» Given exercise A: From the aquascaping forum thread, extract the passage starting with "## Lindy (15" and going on through "jarcher1390 (15 Apr 2014)".
» Given exercise B:
Answer these questions using the aquascaping forum thread:
(i) Which numbered dry scape did Jonny decide to go ahead with?
(ii) What did he use to plug the holes from the back of the wall?
(iii) What did Lindy suggest putting behind the wall if shrimp are kept in the tank?

» Document passage:
** start **

Interesting i wouldn't have thought it be too much of an issue. Thanks for letting me know ill do a bit of research on the matter. But for now Ill see how it goes though. 

Ive always wanted to do one big stone but I'm not 100% sure it will be this tank though.

Regards Jonny


----------



## Rob P (10 Apr 2014)

3D backgrounds. Yeh, can be a bit of a pain a) to keep clean b) to remove... 

http://www.ukaps.org/forum/threads/still-getting-brown-leaves-i-think.31153/page-2

lol


----------



## jarcher1390 (10 Apr 2014)

Rob P said:


> 3D backgrounds. Yeh, can be a bit of a pain a) to keep clean b) to remove...
> 
> http://www.ukaps.org/forum/threads/still-getting-brown-leaves-i-think.31153/page-2
> 
> lol



lol okay well I might very shortly regret it. Ill just have to wait and find out.

Anyways had 3 last dry scape for the day.

6.

7.

8.

side view


Number 8 reminds me of my first one in the river to reef tank.

I hope I haven't bored people by now.

Thanks for reading and commenting

Regards Jonny


----------



## jarcher1390 (14 Apr 2014)

So its been a few days and i decided number 8 was the scape i was going ahead with although needed a lot of tweaking. I bought more stone and got under way. I have to say my Dry stone walling go better over time.

Here is my second to last attempt

IMG_8248 by Fishkeeper Journal, on Flickr

I tore that one down as it was not very well positioned and came up with this one (overall 6 times to get the one i liked)

IMG_8253 by Fishkeeper Journal, on Flickr

As you guessed it was full of holes. This is the view from the backside.

IMG_8256 by Fishkeeper Journal, on Flickr

Armed with TMC Reefer epoxy putty i plugged up the holes from the back.
IMG_8243 by Fishkeeper Journal, on Flickr

It not pretty but should do the trick. I should not this is now a stable structure.

IMG_8265 by Fishkeeper Journal, on Flickr

top view

IMG_8268 by Fishkeeper Journal, on Flickr

Final view.
IMG_8273 by Fishkeeper Journal, on Flickr

IMG_8258 by Fishkeeper Journal, on Flickr

Tomorrow once the putty has fully cured I will place the rest of the substrate in and bank it up behind the wall.

I have already order my plants which arrive on thursday list includes.
Crytocoryne parva
Eleocharis acicularis
Lilaeopsis novea-zealandia
Microsorum pteropus 'trident'
Utricularia graminfolia

tbh i only wanted 3 species max but i though id give them all a go just to see what they would be like.

I also got some tmc lighting and glass ware coming hopefully be here on thursday ready for me to set the tank up on friday after work

Thanks for reading

Regards Jonny


----------



## Lindy (15 Apr 2014)

Are you planning shrimp in this tank? If so it would be a good idea to put a sheet of foam behind the wall to stop the shrimp going through the small holes left and pulling the substrate through the wall to the front. They would level it. I like the wall though. Would look nice with some mini pelia or montecarlo growing out of knooks.


----------



## jarcher1390 (15 Apr 2014)

** end **

» Dataset content:
** start **

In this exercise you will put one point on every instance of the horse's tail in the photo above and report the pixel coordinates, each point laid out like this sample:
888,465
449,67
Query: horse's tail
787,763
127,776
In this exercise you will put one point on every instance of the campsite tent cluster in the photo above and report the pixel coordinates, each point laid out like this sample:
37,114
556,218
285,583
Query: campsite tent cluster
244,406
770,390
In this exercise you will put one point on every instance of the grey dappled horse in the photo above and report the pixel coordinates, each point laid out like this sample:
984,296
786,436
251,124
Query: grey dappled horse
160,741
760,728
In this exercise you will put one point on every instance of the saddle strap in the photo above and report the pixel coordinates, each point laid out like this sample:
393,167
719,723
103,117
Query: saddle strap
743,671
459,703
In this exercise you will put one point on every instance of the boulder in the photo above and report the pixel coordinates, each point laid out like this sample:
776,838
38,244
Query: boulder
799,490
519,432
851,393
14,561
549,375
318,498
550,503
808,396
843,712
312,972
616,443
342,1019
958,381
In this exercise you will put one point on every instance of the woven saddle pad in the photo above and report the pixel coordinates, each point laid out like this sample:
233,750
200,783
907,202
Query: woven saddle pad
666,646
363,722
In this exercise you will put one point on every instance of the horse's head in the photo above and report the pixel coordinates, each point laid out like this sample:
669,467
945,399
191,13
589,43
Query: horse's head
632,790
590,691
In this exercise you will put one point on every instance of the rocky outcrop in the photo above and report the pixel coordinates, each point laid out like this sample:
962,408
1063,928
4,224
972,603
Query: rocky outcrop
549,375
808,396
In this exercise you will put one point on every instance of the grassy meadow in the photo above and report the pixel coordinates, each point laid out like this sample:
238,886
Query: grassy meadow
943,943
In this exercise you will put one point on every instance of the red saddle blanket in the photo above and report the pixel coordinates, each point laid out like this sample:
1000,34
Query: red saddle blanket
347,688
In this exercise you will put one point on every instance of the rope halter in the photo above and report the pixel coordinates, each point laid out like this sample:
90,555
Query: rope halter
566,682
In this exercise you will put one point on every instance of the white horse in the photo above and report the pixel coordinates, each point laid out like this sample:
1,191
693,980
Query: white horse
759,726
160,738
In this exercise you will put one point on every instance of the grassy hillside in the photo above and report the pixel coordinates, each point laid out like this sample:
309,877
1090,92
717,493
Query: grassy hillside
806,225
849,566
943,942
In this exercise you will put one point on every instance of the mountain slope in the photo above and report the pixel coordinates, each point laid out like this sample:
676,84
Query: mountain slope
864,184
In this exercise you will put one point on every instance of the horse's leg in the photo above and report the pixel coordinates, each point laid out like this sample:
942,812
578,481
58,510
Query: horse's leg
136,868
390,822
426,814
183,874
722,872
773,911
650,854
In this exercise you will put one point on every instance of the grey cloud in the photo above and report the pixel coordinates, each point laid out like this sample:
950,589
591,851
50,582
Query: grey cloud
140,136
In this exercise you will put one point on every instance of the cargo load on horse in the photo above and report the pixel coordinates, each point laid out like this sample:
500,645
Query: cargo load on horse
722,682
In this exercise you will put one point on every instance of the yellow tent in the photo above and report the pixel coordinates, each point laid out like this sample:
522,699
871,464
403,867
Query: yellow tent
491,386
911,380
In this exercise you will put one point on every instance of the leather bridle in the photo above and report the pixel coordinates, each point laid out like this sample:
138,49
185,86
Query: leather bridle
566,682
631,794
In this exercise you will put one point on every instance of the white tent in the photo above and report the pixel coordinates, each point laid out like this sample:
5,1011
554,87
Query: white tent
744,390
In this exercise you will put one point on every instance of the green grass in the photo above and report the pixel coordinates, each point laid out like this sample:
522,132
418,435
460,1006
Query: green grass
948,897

** end **

» Correct result A:
## Lindy (15 Apr 2014)

Are you planning shrimp in this tank? If so it would be a good idea to put a sheet of foam behind the wall to stop the shrimp going through the small holes left and pulling the substrate through the wall to the front. They would level it. I like the wall though. Would look nice with some mini pelia or montecarlo growing out of knooks.


----------



## jarcher1390 (15 Apr 2014)

» Correct result B:
(i) Number 8
(ii) TMC Reefer epoxy putty
(iii) A sheet of foam